[Dataset records]
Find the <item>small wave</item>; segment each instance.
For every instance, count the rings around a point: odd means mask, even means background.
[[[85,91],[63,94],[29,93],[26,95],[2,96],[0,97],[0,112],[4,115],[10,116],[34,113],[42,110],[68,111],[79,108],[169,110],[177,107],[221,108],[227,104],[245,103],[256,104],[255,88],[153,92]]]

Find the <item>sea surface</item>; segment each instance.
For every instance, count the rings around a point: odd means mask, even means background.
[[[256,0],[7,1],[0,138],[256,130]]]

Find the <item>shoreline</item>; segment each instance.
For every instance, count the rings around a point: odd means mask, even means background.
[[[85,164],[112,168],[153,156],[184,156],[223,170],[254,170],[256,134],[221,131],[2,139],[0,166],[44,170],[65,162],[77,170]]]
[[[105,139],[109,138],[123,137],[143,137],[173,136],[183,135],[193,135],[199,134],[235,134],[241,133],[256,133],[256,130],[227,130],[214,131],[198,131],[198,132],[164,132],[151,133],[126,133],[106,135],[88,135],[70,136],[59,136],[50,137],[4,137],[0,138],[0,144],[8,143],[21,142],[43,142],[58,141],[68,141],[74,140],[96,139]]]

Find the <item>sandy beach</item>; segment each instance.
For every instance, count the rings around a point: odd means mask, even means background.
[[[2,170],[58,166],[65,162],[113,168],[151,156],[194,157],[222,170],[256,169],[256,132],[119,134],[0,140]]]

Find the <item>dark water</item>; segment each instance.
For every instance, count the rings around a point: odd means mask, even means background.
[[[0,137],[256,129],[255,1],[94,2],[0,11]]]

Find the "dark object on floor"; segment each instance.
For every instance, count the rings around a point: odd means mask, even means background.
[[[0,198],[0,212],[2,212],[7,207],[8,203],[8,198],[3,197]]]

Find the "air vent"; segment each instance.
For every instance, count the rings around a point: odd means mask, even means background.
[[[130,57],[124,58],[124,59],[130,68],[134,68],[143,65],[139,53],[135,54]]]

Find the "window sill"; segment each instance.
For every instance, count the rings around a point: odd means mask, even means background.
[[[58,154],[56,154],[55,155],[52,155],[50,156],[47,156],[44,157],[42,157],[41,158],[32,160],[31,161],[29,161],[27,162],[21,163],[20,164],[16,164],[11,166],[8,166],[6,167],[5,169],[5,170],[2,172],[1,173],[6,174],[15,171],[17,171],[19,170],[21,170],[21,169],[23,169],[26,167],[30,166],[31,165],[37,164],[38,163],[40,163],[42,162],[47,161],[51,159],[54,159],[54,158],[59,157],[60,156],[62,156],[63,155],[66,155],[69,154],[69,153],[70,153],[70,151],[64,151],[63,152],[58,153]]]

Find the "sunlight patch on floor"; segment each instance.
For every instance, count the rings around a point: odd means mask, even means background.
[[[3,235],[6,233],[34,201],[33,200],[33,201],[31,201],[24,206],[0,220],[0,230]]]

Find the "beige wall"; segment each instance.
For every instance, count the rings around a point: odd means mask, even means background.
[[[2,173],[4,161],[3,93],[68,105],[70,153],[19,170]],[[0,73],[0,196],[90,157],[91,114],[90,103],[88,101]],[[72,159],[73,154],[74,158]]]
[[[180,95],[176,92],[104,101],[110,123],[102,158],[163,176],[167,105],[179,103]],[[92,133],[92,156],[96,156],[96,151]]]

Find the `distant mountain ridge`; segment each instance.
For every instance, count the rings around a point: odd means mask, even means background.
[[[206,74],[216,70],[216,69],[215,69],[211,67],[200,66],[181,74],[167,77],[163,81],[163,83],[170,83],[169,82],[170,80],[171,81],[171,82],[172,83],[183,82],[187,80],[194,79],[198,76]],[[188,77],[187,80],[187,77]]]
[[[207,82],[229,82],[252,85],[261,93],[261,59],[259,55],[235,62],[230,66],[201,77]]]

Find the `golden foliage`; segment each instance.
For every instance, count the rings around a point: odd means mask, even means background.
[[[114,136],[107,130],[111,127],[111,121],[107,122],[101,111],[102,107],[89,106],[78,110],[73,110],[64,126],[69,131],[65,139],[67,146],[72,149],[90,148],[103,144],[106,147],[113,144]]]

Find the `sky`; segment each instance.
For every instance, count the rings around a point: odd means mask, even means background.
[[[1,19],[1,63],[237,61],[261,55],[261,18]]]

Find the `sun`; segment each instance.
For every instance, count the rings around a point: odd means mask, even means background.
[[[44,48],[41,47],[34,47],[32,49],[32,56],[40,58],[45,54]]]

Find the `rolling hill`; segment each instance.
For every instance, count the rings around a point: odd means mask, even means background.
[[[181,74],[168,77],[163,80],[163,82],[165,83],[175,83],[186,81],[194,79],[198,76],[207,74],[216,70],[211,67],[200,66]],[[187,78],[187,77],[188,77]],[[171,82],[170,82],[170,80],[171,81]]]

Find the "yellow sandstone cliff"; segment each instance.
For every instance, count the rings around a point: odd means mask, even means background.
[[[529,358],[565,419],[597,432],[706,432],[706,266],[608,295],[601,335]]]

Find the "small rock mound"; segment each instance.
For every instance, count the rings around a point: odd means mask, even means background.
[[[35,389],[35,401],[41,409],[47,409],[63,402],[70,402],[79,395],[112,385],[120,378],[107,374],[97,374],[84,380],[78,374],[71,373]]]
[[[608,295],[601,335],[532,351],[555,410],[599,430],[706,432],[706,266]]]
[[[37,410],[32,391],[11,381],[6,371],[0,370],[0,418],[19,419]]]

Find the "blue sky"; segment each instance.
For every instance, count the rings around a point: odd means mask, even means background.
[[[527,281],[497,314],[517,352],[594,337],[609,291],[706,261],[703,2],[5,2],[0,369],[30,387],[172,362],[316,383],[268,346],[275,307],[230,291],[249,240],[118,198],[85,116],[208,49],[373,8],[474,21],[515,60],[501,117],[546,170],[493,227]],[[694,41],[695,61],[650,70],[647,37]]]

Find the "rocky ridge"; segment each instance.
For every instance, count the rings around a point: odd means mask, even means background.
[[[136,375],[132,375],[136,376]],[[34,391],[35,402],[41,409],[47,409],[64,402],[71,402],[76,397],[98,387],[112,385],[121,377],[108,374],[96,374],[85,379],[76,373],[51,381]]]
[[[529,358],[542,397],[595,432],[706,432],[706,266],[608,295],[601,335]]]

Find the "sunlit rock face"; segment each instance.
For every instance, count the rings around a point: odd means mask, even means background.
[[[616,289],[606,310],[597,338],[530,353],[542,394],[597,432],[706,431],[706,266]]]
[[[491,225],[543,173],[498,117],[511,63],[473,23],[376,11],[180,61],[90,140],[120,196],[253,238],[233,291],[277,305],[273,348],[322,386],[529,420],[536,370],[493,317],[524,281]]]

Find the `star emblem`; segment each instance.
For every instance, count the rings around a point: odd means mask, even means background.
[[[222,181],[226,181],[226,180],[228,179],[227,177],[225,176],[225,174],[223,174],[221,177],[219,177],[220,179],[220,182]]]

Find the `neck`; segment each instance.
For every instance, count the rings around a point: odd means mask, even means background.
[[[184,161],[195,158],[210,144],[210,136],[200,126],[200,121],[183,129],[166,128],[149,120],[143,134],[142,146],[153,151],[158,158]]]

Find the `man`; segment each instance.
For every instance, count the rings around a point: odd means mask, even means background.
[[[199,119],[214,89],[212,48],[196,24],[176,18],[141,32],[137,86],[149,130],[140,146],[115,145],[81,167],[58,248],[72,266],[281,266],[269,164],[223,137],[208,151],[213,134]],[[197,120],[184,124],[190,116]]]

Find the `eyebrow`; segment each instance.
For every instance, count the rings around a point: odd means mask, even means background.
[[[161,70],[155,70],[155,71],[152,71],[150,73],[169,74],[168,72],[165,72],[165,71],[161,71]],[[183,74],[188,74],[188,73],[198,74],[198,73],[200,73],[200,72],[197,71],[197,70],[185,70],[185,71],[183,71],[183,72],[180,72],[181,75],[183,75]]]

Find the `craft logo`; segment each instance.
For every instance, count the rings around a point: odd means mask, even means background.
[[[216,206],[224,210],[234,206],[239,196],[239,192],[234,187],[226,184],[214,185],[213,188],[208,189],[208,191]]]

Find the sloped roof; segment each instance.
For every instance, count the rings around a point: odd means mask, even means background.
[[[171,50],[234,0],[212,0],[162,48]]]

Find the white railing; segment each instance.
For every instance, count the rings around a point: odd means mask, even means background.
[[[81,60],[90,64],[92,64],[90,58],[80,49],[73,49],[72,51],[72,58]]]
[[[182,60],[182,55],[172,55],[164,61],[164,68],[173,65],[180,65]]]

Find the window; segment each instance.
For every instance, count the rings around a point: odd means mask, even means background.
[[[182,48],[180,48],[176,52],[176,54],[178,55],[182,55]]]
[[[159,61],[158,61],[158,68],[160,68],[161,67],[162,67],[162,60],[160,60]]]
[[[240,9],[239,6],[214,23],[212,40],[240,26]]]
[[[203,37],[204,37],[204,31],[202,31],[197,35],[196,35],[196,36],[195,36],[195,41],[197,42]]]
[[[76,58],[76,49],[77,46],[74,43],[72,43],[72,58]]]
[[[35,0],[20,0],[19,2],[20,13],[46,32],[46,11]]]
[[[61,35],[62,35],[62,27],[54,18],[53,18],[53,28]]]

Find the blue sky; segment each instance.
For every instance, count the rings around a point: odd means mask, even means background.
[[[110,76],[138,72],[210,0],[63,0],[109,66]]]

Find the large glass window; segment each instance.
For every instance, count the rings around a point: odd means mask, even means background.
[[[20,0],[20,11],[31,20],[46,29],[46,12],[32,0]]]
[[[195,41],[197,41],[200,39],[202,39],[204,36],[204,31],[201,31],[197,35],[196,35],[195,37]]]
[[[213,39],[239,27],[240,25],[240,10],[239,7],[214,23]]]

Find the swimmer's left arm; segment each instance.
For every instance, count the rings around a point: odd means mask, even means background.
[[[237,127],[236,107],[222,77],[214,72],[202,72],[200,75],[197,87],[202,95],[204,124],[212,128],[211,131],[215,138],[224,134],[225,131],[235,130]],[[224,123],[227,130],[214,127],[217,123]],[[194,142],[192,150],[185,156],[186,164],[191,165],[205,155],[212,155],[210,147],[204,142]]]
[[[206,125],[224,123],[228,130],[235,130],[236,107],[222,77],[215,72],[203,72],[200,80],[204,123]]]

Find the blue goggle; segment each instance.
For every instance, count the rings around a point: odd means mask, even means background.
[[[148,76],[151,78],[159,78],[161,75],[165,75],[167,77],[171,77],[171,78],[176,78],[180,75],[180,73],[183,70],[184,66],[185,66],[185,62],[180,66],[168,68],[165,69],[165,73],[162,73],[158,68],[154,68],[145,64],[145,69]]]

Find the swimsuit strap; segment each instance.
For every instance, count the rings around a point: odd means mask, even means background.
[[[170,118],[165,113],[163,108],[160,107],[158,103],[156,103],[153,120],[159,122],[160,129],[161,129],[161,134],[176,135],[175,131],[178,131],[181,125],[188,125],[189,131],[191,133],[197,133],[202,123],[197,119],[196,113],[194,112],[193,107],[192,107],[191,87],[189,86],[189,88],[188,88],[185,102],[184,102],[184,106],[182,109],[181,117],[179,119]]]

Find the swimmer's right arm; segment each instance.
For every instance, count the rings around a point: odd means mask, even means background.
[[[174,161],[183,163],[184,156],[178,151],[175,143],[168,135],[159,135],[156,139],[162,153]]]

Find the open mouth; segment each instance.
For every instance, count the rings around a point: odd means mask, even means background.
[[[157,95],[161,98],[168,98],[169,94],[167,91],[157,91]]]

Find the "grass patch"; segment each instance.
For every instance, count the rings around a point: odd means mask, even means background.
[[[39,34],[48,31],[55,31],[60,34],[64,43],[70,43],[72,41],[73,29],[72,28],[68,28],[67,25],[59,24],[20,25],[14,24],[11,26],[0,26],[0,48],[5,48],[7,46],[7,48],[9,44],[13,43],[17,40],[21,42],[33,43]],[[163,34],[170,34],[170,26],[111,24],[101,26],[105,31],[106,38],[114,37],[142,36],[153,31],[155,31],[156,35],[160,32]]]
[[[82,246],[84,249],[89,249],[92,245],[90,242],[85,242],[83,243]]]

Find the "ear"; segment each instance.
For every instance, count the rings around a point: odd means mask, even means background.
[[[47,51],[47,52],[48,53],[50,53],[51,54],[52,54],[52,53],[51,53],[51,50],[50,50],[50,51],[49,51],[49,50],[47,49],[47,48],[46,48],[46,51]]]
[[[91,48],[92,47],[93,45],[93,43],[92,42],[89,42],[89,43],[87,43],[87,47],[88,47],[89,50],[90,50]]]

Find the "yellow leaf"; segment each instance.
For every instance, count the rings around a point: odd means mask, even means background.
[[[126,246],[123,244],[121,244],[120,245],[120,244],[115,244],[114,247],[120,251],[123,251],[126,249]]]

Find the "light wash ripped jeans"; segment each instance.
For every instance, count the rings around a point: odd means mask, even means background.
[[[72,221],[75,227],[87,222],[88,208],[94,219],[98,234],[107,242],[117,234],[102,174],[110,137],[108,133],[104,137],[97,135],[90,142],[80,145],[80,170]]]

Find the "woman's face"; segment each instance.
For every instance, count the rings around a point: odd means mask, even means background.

- [Exercise goal]:
Could you write out, word for word, the lines starting at the one containing "Find the swimmer's right" and ending at the one containing "[[[157,95],[161,98],[168,98],[169,94],[167,91],[157,91]]]", with both of those lines included?

- [Output for this task]:
Find the swimmer's right arm; segment each instance.
For every instance, count the rings around a point: odd means mask, even means background.
[[[174,161],[183,163],[184,156],[178,151],[175,143],[168,135],[159,135],[156,139],[162,153]]]

Find the open mouth; segment each instance.
For every instance, count the rings around a point: odd means mask, even means background.
[[[157,95],[161,98],[168,98],[169,94],[167,91],[157,91]]]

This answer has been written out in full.